======== RECORDS TO USE
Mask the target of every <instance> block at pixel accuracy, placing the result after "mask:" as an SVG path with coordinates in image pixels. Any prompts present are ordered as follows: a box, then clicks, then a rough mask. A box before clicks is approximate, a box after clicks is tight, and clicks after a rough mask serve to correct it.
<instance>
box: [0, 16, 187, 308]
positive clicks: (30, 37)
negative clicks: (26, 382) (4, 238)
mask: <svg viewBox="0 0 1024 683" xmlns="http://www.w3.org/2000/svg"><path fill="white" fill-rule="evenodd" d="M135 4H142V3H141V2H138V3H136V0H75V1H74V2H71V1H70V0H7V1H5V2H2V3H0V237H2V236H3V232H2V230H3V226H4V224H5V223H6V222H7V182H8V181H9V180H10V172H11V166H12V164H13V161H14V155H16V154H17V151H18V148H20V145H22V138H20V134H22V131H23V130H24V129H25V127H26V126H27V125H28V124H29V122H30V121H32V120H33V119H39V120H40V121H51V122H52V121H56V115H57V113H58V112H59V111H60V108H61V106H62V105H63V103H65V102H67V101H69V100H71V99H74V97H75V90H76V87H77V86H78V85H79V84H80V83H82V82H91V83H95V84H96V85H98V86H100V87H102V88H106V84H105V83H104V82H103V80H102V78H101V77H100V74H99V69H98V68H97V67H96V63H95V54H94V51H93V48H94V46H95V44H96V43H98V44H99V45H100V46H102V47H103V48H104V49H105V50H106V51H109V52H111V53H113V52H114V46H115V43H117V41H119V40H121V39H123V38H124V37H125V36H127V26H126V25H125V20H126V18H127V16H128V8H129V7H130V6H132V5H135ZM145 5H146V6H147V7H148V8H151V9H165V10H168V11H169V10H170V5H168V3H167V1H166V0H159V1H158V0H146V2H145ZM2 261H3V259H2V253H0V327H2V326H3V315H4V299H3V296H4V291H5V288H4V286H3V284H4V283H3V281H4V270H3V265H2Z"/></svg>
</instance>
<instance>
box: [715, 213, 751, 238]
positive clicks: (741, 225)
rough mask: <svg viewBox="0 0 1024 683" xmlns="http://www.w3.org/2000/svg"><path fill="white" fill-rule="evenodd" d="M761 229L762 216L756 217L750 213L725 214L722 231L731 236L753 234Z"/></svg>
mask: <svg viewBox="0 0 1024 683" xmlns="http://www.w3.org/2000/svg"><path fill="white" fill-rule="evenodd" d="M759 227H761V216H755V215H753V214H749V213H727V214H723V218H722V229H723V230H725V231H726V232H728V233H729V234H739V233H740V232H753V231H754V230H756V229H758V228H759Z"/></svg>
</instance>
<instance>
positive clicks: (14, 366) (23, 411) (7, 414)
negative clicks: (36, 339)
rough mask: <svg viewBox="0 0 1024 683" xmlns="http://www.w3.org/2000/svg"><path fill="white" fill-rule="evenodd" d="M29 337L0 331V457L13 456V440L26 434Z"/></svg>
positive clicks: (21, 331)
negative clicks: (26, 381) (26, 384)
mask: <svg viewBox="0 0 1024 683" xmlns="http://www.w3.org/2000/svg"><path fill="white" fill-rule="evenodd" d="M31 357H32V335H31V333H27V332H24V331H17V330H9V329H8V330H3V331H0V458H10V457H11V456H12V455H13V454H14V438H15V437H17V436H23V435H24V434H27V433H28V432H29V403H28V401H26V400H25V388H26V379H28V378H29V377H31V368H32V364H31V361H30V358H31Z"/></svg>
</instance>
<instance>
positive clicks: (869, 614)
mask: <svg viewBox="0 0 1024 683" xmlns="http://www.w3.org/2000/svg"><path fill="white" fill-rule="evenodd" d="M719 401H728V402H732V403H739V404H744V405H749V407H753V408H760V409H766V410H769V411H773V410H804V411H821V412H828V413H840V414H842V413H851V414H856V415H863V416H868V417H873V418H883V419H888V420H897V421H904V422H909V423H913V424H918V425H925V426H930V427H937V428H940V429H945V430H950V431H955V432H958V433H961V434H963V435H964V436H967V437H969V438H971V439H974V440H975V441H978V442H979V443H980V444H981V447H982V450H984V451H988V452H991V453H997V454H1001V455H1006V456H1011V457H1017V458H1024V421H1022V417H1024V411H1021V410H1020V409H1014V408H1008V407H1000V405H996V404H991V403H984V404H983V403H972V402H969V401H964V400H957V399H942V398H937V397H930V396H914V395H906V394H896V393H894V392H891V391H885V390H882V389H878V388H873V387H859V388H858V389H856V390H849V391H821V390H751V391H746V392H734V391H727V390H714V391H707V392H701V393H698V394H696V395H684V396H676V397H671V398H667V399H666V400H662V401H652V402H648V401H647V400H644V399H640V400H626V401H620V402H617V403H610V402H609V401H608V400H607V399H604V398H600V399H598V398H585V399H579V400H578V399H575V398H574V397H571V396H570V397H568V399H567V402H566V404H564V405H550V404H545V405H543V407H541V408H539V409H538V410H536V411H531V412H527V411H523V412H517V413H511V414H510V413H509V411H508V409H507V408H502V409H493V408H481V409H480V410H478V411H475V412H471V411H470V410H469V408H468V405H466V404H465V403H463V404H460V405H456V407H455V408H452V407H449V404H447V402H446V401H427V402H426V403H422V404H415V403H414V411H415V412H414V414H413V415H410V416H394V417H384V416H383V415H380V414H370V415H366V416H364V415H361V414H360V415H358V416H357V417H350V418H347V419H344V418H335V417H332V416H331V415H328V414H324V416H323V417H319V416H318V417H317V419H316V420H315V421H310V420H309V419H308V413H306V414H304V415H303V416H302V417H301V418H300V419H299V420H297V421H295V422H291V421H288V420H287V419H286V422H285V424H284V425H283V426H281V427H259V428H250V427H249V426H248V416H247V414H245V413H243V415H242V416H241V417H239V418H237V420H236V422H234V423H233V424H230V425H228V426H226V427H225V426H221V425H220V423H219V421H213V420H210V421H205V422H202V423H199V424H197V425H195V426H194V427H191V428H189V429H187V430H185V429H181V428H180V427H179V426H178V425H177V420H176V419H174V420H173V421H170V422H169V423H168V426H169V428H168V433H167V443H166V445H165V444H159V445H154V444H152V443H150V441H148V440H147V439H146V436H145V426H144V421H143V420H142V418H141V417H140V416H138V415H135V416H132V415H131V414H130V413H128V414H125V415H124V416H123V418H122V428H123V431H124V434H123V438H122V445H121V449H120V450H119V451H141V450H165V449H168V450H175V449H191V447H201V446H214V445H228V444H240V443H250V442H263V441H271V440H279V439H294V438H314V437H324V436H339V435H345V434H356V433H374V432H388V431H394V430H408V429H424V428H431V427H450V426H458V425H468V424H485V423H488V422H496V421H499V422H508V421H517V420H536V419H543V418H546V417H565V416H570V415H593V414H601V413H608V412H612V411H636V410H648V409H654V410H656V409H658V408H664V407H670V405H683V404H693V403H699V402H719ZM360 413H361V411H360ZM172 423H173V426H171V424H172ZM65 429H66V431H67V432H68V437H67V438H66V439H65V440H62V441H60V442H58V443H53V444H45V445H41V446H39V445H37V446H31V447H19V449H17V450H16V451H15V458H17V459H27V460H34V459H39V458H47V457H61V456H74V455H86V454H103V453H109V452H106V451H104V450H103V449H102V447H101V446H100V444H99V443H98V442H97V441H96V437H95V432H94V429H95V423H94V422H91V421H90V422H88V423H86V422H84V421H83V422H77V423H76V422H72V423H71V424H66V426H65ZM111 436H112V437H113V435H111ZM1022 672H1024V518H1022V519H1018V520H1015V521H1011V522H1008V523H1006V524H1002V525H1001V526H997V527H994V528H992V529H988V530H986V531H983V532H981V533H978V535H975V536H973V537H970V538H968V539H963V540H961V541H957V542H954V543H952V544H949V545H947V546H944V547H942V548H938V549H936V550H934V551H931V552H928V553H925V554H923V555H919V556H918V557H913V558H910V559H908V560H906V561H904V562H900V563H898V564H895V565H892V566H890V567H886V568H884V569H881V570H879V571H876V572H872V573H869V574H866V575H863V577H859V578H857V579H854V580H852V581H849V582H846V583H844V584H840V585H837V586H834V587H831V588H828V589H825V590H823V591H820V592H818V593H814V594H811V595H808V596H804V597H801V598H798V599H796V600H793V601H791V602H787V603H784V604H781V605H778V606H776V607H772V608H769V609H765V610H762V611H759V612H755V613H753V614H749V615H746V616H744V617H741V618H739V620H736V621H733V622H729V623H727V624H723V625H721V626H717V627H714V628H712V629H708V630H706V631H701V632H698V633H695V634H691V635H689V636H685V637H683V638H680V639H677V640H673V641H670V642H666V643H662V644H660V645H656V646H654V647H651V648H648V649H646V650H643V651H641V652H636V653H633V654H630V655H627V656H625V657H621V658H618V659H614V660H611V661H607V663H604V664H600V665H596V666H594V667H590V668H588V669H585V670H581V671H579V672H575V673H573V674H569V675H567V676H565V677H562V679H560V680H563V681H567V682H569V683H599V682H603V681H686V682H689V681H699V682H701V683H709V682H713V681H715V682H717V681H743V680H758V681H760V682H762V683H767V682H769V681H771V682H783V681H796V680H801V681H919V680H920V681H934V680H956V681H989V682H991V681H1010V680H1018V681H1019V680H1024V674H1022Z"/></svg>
================
REQUIREMENT:
Count the lines in the listing that contain the string "clicks", treating uppercase and lowercase as different. Give only the number.

WRITTEN SOLUTION:
9